→ EXERCISE REQUIREMENTS: Rewrite the lines below, replacing each "Report every bounding box" with "List all bounding boxes" and keeping everything else the same.

/---

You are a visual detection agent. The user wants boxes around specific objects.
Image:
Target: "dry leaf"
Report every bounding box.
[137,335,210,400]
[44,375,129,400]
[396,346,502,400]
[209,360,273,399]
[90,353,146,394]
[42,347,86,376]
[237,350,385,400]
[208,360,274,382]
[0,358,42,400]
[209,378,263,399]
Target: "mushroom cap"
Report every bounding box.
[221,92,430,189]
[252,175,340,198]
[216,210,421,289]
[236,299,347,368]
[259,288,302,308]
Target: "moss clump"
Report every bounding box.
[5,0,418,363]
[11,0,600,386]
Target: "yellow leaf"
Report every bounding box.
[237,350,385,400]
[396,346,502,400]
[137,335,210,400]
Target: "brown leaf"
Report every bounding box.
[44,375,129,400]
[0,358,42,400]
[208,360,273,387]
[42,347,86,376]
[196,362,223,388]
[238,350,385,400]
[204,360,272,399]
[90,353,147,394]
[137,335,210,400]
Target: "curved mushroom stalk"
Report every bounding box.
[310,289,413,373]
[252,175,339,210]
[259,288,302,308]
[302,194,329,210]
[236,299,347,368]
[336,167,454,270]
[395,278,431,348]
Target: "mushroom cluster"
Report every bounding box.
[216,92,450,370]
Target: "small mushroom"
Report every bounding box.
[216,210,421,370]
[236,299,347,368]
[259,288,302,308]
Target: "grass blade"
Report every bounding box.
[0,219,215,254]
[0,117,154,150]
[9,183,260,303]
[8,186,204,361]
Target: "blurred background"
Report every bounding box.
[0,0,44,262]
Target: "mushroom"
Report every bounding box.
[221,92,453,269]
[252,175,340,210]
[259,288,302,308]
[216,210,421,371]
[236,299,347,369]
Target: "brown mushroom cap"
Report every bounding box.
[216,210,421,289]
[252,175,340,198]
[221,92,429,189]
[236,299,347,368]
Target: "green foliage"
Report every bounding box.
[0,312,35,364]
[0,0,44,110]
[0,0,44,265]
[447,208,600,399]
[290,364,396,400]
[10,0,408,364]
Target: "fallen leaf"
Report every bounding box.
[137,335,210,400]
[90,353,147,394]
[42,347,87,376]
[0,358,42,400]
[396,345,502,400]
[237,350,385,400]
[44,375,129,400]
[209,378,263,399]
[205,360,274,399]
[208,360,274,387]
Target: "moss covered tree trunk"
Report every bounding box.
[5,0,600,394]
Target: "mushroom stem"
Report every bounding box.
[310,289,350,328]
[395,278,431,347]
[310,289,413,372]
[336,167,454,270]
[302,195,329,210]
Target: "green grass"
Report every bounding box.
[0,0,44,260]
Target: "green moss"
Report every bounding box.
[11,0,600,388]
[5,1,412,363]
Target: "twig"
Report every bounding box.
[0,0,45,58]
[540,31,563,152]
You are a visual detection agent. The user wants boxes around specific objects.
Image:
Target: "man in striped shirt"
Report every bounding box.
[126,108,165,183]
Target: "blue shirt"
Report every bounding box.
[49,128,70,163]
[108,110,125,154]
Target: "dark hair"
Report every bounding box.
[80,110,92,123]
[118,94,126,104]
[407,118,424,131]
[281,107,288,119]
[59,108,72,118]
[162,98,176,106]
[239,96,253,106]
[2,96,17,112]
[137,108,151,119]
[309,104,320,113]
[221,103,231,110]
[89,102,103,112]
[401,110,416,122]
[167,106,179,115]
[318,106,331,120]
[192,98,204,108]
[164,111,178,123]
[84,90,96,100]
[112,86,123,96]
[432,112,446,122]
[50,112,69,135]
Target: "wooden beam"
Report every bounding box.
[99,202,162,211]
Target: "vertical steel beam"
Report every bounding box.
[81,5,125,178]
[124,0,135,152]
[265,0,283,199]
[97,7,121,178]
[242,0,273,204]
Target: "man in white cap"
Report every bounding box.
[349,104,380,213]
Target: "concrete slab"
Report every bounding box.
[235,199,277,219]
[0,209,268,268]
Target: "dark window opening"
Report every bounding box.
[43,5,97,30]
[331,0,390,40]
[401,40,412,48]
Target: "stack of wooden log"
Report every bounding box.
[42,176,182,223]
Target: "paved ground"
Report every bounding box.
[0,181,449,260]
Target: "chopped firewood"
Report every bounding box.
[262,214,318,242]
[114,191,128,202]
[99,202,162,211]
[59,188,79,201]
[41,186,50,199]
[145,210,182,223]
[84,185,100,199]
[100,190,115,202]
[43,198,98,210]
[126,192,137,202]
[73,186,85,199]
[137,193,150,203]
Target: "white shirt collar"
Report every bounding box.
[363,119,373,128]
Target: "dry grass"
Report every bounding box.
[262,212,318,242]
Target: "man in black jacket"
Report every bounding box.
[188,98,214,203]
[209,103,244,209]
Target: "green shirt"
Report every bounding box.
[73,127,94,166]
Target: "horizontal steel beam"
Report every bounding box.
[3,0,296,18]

\---

→ CORRECT ANSWER:
You are a visual detection agent. The user wants boxes around specific objects.
Image:
Target: "dry leaf"
List all bounding boxes.
[137,335,210,400]
[44,375,129,400]
[396,346,502,400]
[209,360,273,399]
[90,353,146,394]
[42,347,86,376]
[237,350,385,400]
[208,360,274,382]
[0,358,42,400]
[209,378,263,399]
Target: "mushroom cap"
List all bounding boxes.
[221,92,430,189]
[252,175,340,198]
[216,210,421,289]
[236,299,347,368]
[259,288,302,308]
Target: "moss clump"
List all bounding boxes.
[5,0,418,363]
[11,0,600,386]
Target: "yellow leaf"
List all bounding boxes.
[237,350,385,400]
[396,346,502,400]
[137,335,210,400]
Target: "brown leaf"
List all bounding boxes.
[44,375,129,400]
[0,358,42,400]
[208,360,273,387]
[42,347,86,376]
[196,362,223,388]
[238,350,385,400]
[204,360,272,399]
[90,353,147,394]
[137,335,210,400]
Target: "curved mushroom stalk"
List all bounding boxes.
[310,289,413,373]
[252,175,339,210]
[259,288,302,308]
[302,194,329,210]
[236,299,347,368]
[336,167,454,270]
[395,278,431,348]
Target: "mushroom cluster"
List all bounding boxes.
[216,92,450,370]
Target: "small mushroom"
List all bounding boxes.
[216,210,421,370]
[236,299,347,368]
[259,288,302,308]
Target: "grass blade"
List all bounding boxes.
[0,219,215,254]
[0,117,154,150]
[9,183,260,303]
[8,186,204,361]
Target: "blurred background"
List all bounding boxes.
[0,0,44,262]
Target: "mushroom"
List all bounding boxes.
[221,92,453,269]
[252,175,340,210]
[259,288,302,308]
[216,210,421,371]
[236,299,347,369]
Target: "brown mushroom cap"
List all bounding boxes.
[216,210,421,289]
[252,175,340,198]
[221,92,429,189]
[236,299,347,368]
Target: "green foliage"
List all bounding boxes.
[0,312,35,364]
[0,0,44,110]
[0,0,44,265]
[447,208,600,399]
[290,364,396,400]
[10,0,408,364]
Target: "fallen leaf"
List all bounding boxes.
[137,335,210,400]
[90,353,147,394]
[42,347,87,376]
[0,358,42,400]
[396,345,502,400]
[237,350,385,400]
[44,375,129,400]
[209,378,263,399]
[205,360,274,399]
[208,360,274,387]
Target: "moss covered tree trunk"
List all bounding boxes.
[5,0,600,394]
Target: "mushroom stem"
List all bounding boxes.
[310,289,350,328]
[395,278,431,347]
[310,289,413,372]
[336,167,454,270]
[302,195,329,210]
Target: "green grass"
List all bounding boxes.
[0,0,44,260]
Target: "green moss"
List all bounding boxes.
[11,0,600,388]
[5,1,412,363]
Target: "twig"
List all bounding boxes.
[0,0,45,58]
[540,31,563,152]
You are a visual detection agent. The user wants boxes around specific objects.
Image:
Target: "man in striped shirt"
List all bounding boxes.
[126,108,165,183]
Target: "blue shirt"
List all bounding boxes.
[49,128,70,163]
[108,110,125,154]
Target: "dark hair"
List all bounding boxes.
[80,110,92,123]
[118,94,126,104]
[407,118,424,131]
[281,107,288,119]
[59,108,72,118]
[162,98,176,106]
[239,96,253,106]
[2,96,17,112]
[137,108,151,119]
[309,104,320,113]
[221,103,231,110]
[89,102,103,112]
[401,110,416,122]
[167,106,179,115]
[318,106,331,120]
[192,98,204,108]
[164,111,178,123]
[84,90,96,100]
[112,86,123,96]
[432,112,446,122]
[50,112,69,135]
Target: "wooden beam"
List all bounding boxes.
[99,202,162,211]
Target: "vertical steel beam"
List all bounding boxes.
[81,5,125,178]
[124,0,135,152]
[265,0,283,199]
[97,7,121,178]
[242,0,273,204]
Target: "man in white cap"
List all bounding boxes.
[349,104,380,213]
Target: "concrete slab"
List all bounding boxes.
[235,199,277,219]
[0,209,268,268]
Target: "dark window opening"
List all bounding boxes.
[43,5,97,30]
[331,0,390,40]
[401,40,412,48]
Target: "stack of wooden log"
List all bounding boxes.
[42,176,182,223]
Target: "paved ground"
List all bounding boxes.
[0,181,449,260]
Target: "chopped firewood"
List all bounding boxes.
[262,214,318,242]
[114,191,128,202]
[99,202,162,211]
[59,188,79,201]
[41,186,50,199]
[145,210,182,223]
[84,185,100,199]
[100,190,115,202]
[43,198,98,210]
[126,192,137,202]
[73,186,85,199]
[137,193,150,203]
Target: "white shirt collar"
List all bounding boxes.
[363,119,373,128]
Target: "dry grass"
List all bounding boxes.
[262,212,318,242]
Target: "man in black jacket"
List all bounding boxes.
[188,98,214,203]
[209,103,244,209]
Target: "green shirt"
List all bounding boxes.
[73,127,94,166]
Target: "horizontal steel beam"
List all bounding boxes.
[3,0,296,18]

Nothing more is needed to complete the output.